• _MATERIAL FOR THE TASK_:

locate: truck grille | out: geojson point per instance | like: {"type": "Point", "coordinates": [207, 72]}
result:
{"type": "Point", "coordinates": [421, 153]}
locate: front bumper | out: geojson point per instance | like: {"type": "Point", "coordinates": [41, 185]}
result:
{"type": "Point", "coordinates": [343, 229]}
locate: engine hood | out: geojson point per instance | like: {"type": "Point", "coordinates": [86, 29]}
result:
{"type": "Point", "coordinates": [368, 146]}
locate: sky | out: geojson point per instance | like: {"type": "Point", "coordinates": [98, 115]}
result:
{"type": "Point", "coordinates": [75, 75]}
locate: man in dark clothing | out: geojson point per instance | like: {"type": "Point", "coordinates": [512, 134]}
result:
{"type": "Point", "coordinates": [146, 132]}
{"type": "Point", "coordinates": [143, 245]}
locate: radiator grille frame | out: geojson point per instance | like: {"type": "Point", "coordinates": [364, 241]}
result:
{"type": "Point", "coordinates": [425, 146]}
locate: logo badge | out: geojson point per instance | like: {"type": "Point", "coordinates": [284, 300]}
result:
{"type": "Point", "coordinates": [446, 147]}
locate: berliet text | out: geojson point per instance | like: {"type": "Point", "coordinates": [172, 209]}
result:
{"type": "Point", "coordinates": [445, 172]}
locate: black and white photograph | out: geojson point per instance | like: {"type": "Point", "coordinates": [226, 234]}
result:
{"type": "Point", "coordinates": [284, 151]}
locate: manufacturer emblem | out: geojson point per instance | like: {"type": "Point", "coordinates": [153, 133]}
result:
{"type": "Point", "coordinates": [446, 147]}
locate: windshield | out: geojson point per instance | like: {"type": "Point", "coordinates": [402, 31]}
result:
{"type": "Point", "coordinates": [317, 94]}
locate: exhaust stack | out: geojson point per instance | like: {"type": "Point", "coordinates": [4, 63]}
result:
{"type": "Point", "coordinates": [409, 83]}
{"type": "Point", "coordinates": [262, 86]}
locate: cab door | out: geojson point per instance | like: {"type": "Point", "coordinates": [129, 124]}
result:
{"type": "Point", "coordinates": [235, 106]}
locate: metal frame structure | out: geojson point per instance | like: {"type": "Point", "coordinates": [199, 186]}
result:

• _EXERCISE PROMPT_: Reproduce all of the records above line for line, changing nothing.

• _OUTPUT FOR THIS EXERCISE_:
locate: truck grille | out: geojson point per instance | like: {"type": "Point", "coordinates": [207, 72]}
result:
{"type": "Point", "coordinates": [421, 153]}
locate: front bumper | out: geojson point per instance | like: {"type": "Point", "coordinates": [41, 185]}
result:
{"type": "Point", "coordinates": [343, 229]}
locate: engine hood | out: geojson point per instance | like: {"type": "Point", "coordinates": [86, 29]}
result:
{"type": "Point", "coordinates": [368, 146]}
locate: sky | out: geojson point per instance | like: {"type": "Point", "coordinates": [98, 115]}
result:
{"type": "Point", "coordinates": [75, 75]}
locate: man in dark clothing | out: geojson point per instance | like: {"type": "Point", "coordinates": [512, 134]}
result:
{"type": "Point", "coordinates": [146, 132]}
{"type": "Point", "coordinates": [143, 245]}
locate: radiator grille frame | out: geojson point per instance | like: {"type": "Point", "coordinates": [364, 241]}
result:
{"type": "Point", "coordinates": [425, 146]}
locate: logo badge | out: geojson point per instance | like: {"type": "Point", "coordinates": [284, 300]}
result:
{"type": "Point", "coordinates": [446, 147]}
locate: berliet text | out: geojson point per instance | like: {"type": "Point", "coordinates": [172, 209]}
result:
{"type": "Point", "coordinates": [445, 172]}
locate: black and white photograph | out: geojson point per instance | like: {"type": "Point", "coordinates": [226, 234]}
result:
{"type": "Point", "coordinates": [284, 151]}
locate: manufacturer emblem | out: geojson point per instance | like: {"type": "Point", "coordinates": [153, 133]}
result:
{"type": "Point", "coordinates": [446, 147]}
locate: windshield | out: geojson point per instance | like: {"type": "Point", "coordinates": [402, 31]}
result:
{"type": "Point", "coordinates": [317, 94]}
locate: exhaust stack | out: geojson point per instance | like: {"type": "Point", "coordinates": [4, 63]}
result:
{"type": "Point", "coordinates": [409, 83]}
{"type": "Point", "coordinates": [262, 86]}
locate: cab door | out: geojson point per instance | like: {"type": "Point", "coordinates": [129, 124]}
result:
{"type": "Point", "coordinates": [235, 106]}
locate: metal frame structure | out: geojson point per instance | like: {"type": "Point", "coordinates": [199, 186]}
result:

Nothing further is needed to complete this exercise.